## WHAT TO WORK ON
Determine how many lines in the listing contain the string "track"; respond with the number alone.

## DATA SHOWN
Start of Block
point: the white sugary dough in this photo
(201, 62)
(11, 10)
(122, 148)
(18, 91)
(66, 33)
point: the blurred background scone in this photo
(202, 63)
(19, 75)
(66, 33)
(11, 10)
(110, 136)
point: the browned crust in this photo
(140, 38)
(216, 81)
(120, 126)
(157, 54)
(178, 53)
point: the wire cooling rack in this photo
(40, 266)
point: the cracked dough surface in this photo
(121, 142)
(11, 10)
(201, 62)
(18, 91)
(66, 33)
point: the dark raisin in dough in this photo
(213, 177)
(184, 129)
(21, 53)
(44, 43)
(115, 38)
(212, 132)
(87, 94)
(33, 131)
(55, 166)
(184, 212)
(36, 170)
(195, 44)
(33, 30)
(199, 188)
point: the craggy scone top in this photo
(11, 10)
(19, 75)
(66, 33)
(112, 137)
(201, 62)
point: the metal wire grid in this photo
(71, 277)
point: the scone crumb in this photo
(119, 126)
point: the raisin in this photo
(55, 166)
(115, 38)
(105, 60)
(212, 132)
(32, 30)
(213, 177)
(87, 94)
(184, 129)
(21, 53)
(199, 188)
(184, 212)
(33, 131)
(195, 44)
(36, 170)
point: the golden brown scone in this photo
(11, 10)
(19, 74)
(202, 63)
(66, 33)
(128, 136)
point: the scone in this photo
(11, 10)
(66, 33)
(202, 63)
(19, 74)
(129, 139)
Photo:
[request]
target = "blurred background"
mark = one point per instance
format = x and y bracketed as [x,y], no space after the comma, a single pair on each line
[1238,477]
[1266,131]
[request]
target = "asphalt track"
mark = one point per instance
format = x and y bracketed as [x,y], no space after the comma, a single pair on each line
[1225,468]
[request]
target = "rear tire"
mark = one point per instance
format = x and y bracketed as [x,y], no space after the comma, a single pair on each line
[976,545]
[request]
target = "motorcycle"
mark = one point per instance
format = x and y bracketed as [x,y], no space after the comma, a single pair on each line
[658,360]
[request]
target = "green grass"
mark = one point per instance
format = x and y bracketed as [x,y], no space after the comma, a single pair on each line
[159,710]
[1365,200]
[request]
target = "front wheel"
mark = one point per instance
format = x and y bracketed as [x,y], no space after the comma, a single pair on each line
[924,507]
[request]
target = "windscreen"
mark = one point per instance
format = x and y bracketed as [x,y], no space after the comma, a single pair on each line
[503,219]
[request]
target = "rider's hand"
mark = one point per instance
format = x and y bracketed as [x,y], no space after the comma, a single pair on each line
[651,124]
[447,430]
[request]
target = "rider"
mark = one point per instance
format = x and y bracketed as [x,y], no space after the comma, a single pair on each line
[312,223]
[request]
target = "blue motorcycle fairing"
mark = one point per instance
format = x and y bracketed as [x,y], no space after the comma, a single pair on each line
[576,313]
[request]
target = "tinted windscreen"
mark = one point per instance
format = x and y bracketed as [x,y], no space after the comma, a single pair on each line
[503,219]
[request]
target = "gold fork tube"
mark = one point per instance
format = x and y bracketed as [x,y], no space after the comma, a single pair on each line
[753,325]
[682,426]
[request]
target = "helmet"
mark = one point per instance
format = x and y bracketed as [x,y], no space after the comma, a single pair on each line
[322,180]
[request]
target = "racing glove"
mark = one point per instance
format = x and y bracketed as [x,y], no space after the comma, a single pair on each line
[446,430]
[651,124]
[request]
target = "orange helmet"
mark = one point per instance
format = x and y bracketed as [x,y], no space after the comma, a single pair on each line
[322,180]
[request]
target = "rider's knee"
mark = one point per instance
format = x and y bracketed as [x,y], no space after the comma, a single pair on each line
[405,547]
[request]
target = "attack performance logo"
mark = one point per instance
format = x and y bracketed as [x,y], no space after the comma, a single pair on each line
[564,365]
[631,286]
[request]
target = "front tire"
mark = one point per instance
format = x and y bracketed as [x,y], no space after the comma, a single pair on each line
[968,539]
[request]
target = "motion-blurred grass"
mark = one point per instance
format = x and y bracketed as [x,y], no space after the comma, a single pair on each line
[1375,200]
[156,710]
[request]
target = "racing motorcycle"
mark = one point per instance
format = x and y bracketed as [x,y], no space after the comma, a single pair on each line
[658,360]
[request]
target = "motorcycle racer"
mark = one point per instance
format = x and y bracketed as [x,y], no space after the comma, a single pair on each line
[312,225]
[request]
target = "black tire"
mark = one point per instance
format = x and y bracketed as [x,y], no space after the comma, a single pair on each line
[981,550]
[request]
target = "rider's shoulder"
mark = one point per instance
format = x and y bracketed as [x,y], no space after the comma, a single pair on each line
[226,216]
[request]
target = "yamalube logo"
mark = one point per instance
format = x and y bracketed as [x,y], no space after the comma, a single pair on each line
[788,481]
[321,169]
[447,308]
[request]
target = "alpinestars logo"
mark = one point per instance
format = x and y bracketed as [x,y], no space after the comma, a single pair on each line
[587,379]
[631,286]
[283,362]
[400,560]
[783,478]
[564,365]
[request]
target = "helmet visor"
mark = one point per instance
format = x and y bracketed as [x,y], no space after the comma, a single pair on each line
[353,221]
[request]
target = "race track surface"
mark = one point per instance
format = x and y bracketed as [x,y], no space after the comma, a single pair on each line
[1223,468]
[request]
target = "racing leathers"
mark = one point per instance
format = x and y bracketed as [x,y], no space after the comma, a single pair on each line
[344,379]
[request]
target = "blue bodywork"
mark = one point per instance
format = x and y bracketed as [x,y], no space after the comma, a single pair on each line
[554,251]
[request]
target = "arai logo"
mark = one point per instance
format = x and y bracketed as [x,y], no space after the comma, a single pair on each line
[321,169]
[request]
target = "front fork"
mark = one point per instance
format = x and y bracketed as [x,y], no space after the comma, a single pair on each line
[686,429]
End of Block
## TASK RESULT
2